List of tasks:
- 1) Translate this sentence from the text about teaching the genocide definition into Spanish: "The subject of human rights has been explored in Ms. B.’s classroom, but the UN has a specific definition of “genocide” that may not fit into the students’ worldviews."
- 2) In the text about teaching the genocide definition, copy everything from "Ms. B.’s students" down to "group (p. 174).".

Text to read:
START
Their goal, today, was to define genocide according to the genocide convention. Students had been given Learning Target Packets, and after reviewing a slide on the United Nations Genocide Convention, were asked to create a 5W description. Students were asked to identify who, what, when, where, and why, and create a sentence(s) from the information. Elizabeth Moje (2013) might say students are eliciting necessary knowledge about the text, gathering information like: who wrote it, why it was written, and how does it relate to the problem they are studying.
Next, students were given Article II of the text, “The Universal Declaration of Human Rights” (UN GA, 1948). They were asked to contextualize (C) the document. Questions were asked to build schema and identify the relevance of the information they had read. For instance, the convention and the resulting document on genocide was developed to respond to the persecution of Jews in WWII. It is important to note that questions were asked because students had been scaffolded in the CURE strategy. Students are now able to put a text in context and begin to look for the main idea, so Ms. B. now asks questions rather than have her students fill out worksheets when they were originally learning the process. Furthermore, it is important to begin with a primary text before moving on to multiple texts because“the text/story about the world and how it hangs together with the one we tell about and to ourselves regarding our place in that world (however nascent or limited) serves as a core building block for our encounters with other texts” (VanSledright, 2012).
Ms. B.’s students were asked to move beyond the document’s reason for existence to the document’s language, identifying the intent, groups, and acts that would be identified as genocide. The UN’s definition is:
any of the following acts committed with intent to destroy, in whole or in part, a national, ethnical, racial, or religious group, as such:
(a) Killing members of the group;
(b) Causing serious bodily or mental harm to members of the group;
(c) Deliberately inflicting on the group conditions of life calculated to bring about its physical destruction in whole or in part;
(d) Imposing measures intended to prevent births within the group;
(e) Forcibly transferring children of the group to another group (p. 174).
Understanding what the UN felt qualified as “genocide” was important for two reasons: 1.) Students were going to be asked to read scenarios and identify whether they would be considered genocide. 2.) Students were also going to be asked to evaluate the UN’s definition and offer an opinion as to why a clear definition is important. As we are asking students to construct narratives of historical events, Jetton and Lee (2012) state,
Students should have similar opportunities in the classroom to collaborate through discussion by engaging in inquiry about a historical event, weighing the credibility of each source as they accumulate evidence and interpretations of the event to create a narrative that they are constantly changing and revising as they encounter additional voices from historical documents (p. 113).
The subject of human rights has been explored in Ms. B.’s classroom, but the UN has a specific definition of “genocide” that may not fit into the students’ worldviews. By identifying the specific language necessary to interpret this document, students are reading texts like historians, taking the structure, wording, issues of contingency, cause/effect, etc. into consideration (Shanahan, 2012).
END
Dataset excerpts:
START
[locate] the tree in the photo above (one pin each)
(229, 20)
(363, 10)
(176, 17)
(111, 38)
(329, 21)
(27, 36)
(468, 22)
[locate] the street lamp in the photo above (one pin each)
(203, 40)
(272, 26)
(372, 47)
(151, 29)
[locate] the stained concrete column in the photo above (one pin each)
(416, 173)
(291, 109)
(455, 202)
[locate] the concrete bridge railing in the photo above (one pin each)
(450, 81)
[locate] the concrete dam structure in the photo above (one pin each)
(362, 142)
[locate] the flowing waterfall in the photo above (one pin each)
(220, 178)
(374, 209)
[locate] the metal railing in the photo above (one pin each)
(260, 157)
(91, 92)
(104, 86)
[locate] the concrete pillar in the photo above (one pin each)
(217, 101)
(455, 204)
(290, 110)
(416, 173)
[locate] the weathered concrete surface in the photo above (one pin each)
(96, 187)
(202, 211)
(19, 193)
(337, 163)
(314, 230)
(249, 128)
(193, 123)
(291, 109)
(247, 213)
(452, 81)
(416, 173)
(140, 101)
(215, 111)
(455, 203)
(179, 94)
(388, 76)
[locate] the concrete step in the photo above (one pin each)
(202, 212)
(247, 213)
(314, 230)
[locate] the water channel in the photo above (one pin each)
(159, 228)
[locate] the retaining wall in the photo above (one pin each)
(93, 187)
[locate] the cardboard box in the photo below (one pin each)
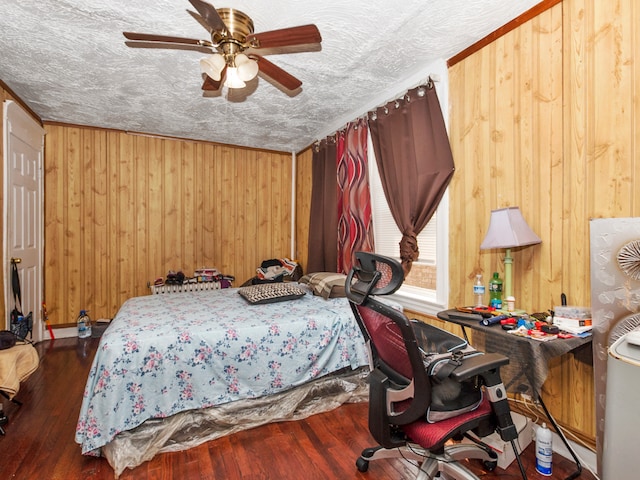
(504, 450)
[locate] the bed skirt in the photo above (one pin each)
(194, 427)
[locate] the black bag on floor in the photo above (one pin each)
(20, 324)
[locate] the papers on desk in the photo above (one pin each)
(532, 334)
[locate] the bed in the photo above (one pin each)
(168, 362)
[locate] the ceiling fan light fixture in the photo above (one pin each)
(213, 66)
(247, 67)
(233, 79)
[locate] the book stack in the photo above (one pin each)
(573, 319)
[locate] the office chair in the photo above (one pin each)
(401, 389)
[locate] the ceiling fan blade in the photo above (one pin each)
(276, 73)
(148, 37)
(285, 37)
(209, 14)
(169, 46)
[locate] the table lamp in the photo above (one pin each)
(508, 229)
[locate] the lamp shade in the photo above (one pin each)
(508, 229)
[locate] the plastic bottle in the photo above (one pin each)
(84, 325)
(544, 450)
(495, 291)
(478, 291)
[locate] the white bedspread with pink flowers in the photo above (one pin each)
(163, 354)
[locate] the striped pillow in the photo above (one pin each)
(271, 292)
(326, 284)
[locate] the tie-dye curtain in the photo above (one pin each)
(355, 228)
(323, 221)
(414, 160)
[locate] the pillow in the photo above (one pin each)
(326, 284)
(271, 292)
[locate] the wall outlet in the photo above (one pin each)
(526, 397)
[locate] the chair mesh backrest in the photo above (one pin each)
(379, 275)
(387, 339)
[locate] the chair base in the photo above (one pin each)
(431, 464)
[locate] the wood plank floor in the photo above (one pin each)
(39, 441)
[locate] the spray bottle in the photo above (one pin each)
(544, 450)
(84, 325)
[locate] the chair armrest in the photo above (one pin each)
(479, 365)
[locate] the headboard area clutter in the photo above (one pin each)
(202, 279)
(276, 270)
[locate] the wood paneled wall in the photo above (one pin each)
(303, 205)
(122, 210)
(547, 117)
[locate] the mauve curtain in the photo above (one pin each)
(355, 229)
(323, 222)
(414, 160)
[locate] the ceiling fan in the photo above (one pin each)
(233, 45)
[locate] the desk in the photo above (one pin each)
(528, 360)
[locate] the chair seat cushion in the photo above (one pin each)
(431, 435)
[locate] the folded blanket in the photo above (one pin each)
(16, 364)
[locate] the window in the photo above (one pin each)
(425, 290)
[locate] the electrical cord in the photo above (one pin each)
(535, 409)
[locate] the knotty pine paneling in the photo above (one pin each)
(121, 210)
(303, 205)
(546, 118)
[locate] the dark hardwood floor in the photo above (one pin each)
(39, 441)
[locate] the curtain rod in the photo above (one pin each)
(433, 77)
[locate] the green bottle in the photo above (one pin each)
END
Worked answers:
- 1) El tema de los derechos humanos se ha explorado en el aula de la Sra. B., pero la ONU tiene una definición específica de «genocidio» que quizá no encaje en las visiones del mundo de los estudiantes.

- 2)
Ms. B.’s students were asked to move beyond the document’s reason for existence to the document’s language, identifying the intent, groups, and acts that would be identified as genocide. The UN’s definition is:
any of the following acts committed with intent to destroy, in whole or in part, a national, ethnical, racial, or religious group, as such:
(a) Killing members of the group;
(b) Causing serious bodily or mental harm to members of the group;
(c) Deliberately inflicting on the group conditions of life calculated to bring about its physical destruction in whole or in part;
(d) Imposing measures intended to prevent births within the group;
(e) Forcibly transferring children of the group to another group (p. 174).